#### [THE INPUT]
· · · ·
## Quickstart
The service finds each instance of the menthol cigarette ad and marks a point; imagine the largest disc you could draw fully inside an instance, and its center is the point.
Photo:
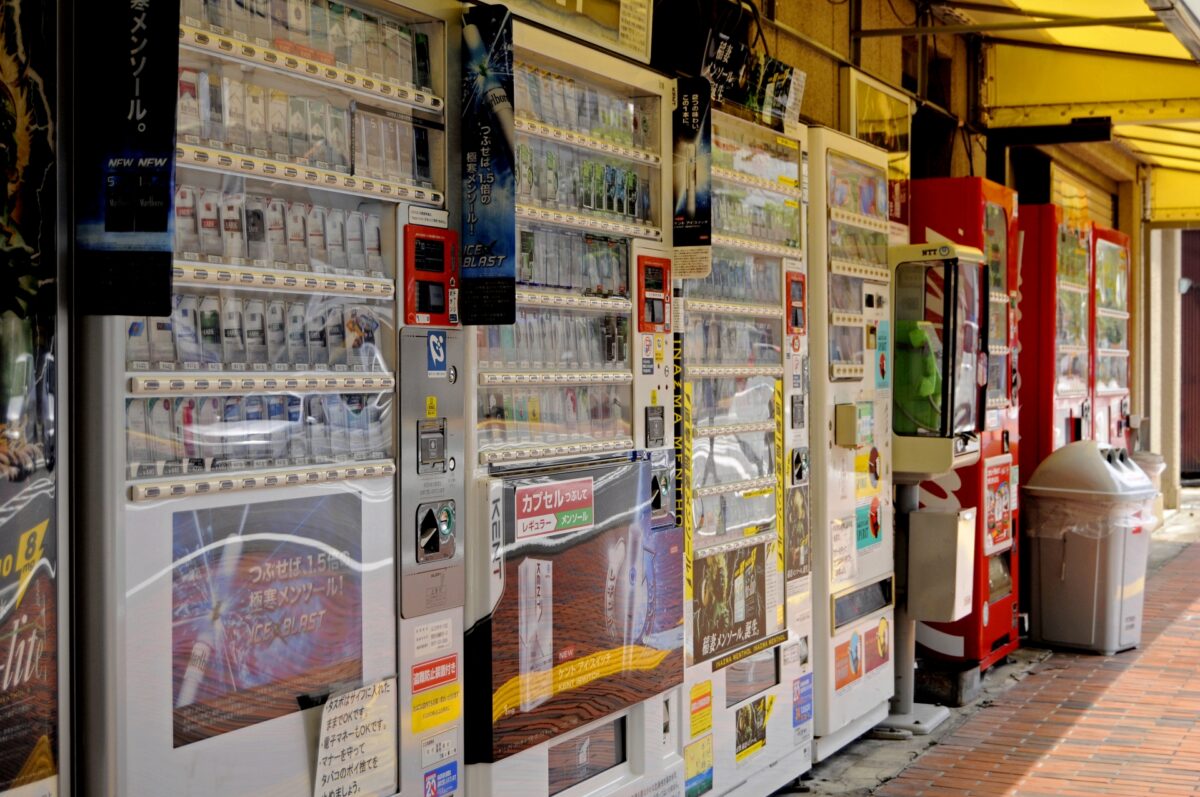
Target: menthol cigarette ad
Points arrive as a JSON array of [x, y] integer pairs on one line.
[[267, 605], [570, 651]]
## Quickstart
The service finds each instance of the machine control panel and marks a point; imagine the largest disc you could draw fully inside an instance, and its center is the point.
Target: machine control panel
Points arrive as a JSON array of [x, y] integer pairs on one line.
[[431, 276], [431, 484]]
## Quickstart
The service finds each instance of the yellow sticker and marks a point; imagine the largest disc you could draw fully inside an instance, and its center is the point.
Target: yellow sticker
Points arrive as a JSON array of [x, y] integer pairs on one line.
[[436, 707], [701, 707], [697, 765]]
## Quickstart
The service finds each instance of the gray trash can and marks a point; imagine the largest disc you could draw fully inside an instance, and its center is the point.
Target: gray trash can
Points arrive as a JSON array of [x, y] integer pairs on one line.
[[1089, 514]]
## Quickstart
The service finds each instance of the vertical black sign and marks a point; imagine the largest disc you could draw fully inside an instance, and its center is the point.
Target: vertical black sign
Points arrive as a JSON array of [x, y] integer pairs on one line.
[[126, 78], [29, 567], [489, 190]]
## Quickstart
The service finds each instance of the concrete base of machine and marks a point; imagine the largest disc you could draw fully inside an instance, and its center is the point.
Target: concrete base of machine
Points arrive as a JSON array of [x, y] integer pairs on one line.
[[921, 720], [778, 775], [826, 745], [948, 683]]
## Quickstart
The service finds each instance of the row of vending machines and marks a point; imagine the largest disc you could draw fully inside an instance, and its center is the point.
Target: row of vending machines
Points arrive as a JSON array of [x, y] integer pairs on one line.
[[631, 534]]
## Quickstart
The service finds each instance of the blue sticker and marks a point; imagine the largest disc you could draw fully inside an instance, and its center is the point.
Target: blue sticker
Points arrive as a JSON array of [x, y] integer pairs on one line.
[[443, 780], [882, 357], [802, 700], [436, 355]]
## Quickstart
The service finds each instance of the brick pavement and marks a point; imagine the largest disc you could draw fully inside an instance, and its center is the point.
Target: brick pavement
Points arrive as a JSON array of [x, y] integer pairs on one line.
[[1087, 725]]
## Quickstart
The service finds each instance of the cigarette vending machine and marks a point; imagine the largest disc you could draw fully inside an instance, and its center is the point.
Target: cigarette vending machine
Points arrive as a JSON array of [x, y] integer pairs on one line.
[[1110, 335], [1055, 333], [743, 438], [575, 563], [270, 510], [977, 213], [851, 438]]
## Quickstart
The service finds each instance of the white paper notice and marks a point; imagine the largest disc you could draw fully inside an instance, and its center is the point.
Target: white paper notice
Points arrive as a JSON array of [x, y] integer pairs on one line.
[[845, 556], [431, 637], [357, 750]]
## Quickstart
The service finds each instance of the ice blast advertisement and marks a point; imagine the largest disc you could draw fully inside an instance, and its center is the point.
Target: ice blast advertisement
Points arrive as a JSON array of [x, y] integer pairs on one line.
[[267, 607], [731, 606], [591, 617], [29, 562], [489, 189]]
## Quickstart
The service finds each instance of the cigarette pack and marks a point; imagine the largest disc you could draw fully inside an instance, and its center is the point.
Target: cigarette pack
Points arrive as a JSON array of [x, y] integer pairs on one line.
[[318, 131], [298, 127], [257, 133], [234, 101], [277, 123], [535, 621], [233, 336], [189, 114], [257, 241]]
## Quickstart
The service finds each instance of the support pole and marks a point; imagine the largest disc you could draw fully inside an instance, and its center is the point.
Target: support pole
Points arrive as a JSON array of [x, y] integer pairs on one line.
[[905, 714]]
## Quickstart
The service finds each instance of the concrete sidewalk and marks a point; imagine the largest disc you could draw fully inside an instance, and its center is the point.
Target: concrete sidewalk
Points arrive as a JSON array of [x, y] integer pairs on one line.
[[1065, 723]]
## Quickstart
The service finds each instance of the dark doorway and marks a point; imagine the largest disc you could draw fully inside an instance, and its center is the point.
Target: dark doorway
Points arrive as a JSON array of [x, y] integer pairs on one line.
[[1189, 425]]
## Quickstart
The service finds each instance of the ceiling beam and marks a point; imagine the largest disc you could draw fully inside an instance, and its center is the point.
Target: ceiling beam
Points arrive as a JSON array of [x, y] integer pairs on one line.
[[1042, 24]]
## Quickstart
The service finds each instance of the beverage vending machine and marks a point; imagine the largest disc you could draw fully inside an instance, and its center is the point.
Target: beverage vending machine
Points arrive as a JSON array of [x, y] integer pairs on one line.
[[270, 510], [1110, 335], [743, 438], [1055, 333], [851, 438], [975, 211], [575, 563]]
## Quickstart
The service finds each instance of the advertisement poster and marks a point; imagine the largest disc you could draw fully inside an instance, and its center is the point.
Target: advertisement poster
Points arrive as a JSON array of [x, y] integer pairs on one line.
[[750, 721], [489, 190], [999, 507], [693, 195], [868, 531], [29, 569], [267, 607], [589, 619], [847, 661], [697, 767], [730, 610], [125, 165], [802, 700], [798, 535]]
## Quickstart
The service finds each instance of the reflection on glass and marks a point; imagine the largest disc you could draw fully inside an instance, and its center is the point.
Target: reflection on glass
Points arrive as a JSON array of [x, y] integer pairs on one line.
[[1072, 372], [1073, 255], [996, 246], [857, 187], [1072, 318], [1111, 275], [1111, 372]]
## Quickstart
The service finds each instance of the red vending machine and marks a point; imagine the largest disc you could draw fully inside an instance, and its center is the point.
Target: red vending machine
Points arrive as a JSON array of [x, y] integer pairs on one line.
[[973, 211], [1110, 335], [1056, 331]]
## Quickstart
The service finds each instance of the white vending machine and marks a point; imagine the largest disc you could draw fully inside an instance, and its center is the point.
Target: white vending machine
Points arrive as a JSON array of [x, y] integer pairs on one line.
[[743, 442], [851, 437], [575, 563], [259, 504]]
· · · ·
#### [AIM OF THE TASK]
Show every line of the records that contains the string "blast", copying each line in full. Case counts.

#### [RESPONSE FOR THIS EXERCISE]
The service finds each instance of the ice blast advertisement and marks a point; imagine the largest disc you could draw fully inside an instance, and its center is the point.
Target: ice blast advertisement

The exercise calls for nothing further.